Arrange the lines of the listing below as a numbered list, from its first line up to and including the line with "x=589 y=161", and leave out any blank lines.

◆ **RECORD LIST**:
--------------------------------------------------

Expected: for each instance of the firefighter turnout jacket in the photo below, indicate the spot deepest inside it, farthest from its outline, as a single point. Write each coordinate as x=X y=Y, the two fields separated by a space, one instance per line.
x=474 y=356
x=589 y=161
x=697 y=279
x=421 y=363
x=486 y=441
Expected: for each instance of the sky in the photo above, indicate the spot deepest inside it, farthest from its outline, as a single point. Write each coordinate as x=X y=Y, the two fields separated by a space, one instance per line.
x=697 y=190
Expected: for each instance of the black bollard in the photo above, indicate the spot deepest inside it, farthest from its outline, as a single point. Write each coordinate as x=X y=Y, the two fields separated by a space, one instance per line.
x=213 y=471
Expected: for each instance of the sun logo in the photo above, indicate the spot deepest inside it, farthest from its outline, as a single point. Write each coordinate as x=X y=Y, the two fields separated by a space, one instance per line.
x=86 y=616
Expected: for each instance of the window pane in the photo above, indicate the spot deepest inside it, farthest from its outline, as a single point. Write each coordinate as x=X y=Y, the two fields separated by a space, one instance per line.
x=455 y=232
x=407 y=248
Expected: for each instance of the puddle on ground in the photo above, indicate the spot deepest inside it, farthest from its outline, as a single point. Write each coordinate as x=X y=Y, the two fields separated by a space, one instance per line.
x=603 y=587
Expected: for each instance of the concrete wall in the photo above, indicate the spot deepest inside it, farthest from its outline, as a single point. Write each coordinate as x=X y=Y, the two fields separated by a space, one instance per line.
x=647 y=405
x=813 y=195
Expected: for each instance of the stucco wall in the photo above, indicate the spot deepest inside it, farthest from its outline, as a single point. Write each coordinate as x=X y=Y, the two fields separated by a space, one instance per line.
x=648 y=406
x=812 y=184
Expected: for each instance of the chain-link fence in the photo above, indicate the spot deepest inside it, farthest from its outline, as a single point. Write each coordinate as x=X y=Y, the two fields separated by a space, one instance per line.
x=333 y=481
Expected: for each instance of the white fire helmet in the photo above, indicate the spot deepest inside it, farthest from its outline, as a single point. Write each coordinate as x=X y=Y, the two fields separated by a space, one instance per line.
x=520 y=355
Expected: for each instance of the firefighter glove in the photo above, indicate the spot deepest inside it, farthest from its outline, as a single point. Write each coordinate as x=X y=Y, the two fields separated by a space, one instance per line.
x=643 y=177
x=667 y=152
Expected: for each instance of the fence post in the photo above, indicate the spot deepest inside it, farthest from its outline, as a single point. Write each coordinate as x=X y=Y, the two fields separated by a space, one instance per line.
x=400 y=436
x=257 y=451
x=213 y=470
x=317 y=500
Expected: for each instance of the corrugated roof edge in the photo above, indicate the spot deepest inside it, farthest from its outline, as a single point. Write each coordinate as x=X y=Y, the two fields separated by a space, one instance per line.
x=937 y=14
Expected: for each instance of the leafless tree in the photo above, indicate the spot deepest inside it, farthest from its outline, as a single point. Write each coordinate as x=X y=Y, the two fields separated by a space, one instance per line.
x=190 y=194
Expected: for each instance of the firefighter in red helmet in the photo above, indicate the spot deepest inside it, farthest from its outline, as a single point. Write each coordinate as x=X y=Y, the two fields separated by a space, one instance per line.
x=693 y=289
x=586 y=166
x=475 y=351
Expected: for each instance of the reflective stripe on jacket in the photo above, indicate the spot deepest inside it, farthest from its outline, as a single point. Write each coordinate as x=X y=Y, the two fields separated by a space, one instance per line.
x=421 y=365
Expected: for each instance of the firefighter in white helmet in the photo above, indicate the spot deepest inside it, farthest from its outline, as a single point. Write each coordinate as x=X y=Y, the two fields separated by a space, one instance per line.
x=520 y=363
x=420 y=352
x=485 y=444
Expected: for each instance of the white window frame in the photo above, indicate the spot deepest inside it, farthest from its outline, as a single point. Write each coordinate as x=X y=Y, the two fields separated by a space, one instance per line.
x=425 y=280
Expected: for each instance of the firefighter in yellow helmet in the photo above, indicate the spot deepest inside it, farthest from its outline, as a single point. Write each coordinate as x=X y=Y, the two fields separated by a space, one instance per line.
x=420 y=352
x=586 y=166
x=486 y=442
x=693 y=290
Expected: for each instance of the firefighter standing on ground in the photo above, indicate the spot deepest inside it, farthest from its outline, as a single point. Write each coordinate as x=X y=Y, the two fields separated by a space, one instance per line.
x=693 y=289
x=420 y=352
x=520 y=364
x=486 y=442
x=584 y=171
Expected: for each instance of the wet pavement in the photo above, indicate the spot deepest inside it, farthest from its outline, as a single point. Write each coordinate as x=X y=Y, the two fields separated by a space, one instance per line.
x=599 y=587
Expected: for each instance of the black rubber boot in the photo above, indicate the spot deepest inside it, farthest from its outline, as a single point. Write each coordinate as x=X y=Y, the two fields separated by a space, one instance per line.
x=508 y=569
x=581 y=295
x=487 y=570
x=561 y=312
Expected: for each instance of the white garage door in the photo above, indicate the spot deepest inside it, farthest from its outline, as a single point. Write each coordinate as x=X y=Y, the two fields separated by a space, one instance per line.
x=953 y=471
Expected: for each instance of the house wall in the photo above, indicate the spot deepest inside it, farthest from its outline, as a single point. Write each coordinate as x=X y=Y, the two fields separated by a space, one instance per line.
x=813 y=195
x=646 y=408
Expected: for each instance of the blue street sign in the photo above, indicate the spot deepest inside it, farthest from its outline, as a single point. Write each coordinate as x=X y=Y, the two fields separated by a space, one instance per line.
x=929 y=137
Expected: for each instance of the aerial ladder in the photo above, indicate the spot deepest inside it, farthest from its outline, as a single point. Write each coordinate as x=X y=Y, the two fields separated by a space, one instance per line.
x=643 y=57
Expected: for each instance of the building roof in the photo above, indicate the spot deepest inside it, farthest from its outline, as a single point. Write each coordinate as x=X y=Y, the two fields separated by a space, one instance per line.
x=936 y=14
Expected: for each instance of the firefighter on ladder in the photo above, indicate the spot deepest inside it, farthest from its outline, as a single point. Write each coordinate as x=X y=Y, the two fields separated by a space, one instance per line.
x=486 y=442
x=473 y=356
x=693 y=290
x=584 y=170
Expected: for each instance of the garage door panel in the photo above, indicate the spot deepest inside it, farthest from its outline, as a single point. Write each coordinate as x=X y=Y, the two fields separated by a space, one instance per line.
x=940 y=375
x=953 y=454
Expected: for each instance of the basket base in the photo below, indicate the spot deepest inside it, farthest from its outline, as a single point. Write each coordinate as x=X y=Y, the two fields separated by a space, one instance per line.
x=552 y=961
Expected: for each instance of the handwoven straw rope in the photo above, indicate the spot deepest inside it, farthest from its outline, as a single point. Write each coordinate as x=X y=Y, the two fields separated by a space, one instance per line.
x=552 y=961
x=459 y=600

--------------------------------------------------

◆ **SOLUTION**:
1. Expected: for each instance of the firefighter turnout jacket in the photo below, indicate the spot deepest inside it, farthest from its outline, as a single point. Write each coordinate as x=X y=Y, the two fields separated by a space, one instance per line.
2. x=474 y=356
3. x=589 y=161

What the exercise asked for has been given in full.